» Task item: Every line of the material below that holds the string "grass" should be copied.
Dataset extract: Begin
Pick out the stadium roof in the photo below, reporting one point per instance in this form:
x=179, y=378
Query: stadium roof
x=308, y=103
Dataset extract: End
Dataset extract: Begin
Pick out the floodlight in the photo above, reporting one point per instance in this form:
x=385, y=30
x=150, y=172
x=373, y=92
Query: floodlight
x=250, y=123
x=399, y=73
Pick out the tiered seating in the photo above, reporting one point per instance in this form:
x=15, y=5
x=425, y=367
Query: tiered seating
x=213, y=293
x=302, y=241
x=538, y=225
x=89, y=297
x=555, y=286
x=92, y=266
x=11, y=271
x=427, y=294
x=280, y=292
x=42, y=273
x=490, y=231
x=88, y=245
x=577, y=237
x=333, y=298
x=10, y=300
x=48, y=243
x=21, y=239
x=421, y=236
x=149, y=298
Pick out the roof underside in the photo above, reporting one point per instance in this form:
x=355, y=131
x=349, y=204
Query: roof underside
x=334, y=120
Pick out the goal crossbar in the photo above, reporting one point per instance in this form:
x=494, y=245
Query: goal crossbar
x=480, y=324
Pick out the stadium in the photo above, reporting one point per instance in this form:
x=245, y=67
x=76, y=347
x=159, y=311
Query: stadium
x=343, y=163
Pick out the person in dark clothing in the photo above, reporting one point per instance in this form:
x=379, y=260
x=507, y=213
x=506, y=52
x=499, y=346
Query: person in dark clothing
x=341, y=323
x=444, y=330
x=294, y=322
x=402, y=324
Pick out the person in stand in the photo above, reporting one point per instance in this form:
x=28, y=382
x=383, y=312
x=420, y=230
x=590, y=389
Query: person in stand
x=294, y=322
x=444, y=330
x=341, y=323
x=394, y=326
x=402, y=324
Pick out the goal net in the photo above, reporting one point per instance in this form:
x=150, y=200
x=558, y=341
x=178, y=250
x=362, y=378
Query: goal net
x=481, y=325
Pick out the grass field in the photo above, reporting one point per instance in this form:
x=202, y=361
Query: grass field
Dataset extract: End
» Written response:
Pick out the grass field in the photo above, reporting one point per instance in this form:
Query: grass field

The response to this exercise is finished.